[Coordinate labeling data]

'''

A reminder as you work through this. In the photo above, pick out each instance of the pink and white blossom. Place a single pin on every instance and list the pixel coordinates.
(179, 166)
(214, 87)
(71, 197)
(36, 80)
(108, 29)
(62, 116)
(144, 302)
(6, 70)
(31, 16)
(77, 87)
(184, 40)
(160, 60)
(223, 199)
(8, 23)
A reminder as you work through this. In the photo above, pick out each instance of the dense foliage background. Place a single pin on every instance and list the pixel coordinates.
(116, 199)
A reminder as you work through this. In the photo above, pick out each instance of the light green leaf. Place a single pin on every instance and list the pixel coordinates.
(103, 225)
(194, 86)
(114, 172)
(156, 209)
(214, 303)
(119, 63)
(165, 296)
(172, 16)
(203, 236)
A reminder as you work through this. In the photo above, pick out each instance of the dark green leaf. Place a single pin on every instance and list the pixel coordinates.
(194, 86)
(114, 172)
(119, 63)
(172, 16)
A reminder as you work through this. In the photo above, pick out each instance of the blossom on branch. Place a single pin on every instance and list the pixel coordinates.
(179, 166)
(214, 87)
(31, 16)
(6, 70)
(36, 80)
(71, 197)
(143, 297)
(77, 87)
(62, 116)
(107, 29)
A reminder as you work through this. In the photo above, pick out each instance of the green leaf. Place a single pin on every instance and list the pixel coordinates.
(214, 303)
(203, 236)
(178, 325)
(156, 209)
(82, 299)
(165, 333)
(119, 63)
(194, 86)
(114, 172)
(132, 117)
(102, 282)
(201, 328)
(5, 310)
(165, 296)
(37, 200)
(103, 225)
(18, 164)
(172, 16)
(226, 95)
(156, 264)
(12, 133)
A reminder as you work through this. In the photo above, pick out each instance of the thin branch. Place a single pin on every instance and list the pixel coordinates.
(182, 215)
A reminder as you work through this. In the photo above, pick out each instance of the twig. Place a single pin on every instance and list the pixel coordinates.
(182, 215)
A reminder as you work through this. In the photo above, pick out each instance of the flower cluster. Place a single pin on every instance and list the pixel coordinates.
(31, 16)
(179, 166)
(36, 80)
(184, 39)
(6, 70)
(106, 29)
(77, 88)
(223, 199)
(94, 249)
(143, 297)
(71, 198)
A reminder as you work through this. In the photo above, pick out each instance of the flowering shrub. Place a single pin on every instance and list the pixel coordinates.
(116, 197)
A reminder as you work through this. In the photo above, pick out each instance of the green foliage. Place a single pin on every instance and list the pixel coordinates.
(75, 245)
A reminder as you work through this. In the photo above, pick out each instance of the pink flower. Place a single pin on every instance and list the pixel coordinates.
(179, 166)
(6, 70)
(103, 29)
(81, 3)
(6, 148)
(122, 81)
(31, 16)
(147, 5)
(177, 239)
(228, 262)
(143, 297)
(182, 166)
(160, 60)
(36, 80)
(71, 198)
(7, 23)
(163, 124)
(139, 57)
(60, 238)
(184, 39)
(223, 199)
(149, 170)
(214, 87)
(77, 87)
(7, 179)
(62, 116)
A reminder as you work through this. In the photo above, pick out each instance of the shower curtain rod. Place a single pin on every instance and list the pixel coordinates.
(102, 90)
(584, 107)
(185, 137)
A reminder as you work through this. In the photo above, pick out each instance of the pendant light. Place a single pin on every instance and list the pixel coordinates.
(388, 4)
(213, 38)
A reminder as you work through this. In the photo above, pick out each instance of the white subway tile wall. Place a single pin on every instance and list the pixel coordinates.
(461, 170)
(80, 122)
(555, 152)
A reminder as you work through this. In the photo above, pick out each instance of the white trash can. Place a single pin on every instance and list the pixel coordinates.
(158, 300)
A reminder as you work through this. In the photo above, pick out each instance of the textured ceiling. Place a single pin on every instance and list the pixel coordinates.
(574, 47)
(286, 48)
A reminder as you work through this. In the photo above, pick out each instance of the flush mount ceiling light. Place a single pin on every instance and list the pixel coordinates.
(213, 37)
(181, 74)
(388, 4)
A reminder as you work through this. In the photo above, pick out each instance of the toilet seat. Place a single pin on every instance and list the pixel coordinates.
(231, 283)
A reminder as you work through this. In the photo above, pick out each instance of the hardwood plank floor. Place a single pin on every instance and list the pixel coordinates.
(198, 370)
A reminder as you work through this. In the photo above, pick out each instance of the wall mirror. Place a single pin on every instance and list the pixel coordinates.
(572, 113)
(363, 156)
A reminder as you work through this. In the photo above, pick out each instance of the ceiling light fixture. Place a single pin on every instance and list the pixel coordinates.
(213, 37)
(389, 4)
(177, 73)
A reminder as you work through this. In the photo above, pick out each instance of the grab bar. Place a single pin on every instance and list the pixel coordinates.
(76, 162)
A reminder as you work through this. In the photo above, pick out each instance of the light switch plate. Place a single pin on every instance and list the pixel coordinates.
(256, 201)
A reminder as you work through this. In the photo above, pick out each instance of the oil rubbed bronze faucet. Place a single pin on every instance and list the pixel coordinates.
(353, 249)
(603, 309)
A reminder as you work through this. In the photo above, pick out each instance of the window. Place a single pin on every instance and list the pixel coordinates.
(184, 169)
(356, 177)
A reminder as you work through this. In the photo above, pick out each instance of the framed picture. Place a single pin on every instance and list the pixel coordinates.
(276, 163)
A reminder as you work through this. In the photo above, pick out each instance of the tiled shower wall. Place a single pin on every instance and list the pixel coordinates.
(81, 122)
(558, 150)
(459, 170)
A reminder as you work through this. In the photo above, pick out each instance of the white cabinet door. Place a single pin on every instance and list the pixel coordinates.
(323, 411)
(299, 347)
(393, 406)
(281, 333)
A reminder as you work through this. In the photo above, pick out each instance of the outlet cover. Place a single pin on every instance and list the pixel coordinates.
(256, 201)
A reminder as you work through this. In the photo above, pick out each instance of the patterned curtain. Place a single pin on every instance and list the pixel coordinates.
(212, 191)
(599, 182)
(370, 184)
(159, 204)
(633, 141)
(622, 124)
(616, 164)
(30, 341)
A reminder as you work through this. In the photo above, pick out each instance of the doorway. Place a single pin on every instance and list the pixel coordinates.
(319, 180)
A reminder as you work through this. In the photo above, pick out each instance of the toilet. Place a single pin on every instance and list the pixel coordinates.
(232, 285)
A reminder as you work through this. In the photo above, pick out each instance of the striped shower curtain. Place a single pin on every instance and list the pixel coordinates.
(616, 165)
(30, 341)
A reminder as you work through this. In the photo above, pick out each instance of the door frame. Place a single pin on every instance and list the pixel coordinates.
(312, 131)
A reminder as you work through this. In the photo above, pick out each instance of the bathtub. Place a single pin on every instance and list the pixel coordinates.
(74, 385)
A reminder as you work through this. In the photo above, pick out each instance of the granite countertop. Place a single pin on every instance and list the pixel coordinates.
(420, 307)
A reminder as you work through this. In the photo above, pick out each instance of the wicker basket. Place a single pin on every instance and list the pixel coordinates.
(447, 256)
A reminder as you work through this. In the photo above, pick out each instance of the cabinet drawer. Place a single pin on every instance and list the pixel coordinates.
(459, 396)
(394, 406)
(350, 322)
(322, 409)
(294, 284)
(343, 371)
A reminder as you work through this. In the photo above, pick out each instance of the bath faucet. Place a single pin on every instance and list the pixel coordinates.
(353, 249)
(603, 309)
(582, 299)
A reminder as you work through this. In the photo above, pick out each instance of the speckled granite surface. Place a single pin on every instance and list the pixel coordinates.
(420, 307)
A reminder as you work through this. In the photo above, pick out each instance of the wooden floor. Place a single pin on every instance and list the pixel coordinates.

'''

What to produce: Nothing but the lines from the one with "of the cabinet" through the last line should be repeated, each exactly as it stands.

Exercise result:
A reminder as you work through this. In the photo above, pick out each instance of the cabinet drawer. Place a single pin on every instance and list the pixel coordinates.
(459, 396)
(394, 406)
(350, 322)
(322, 409)
(294, 284)
(343, 371)
A reminder as you work through this. In the photo above, pick out each instance of the bath faucet. Place a single pin on every instance and list the pixel coordinates.
(353, 249)
(603, 309)
(582, 299)
A reminder as you work through this. In the photo above, pick out each instance of the speckled granite surface. Place a single pin on every instance and list the pixel coordinates.
(420, 307)
A reminder as you work through this. In the photo above, pick out each instance of the wooden floor. Place a single pin on every instance and list the pixel coordinates.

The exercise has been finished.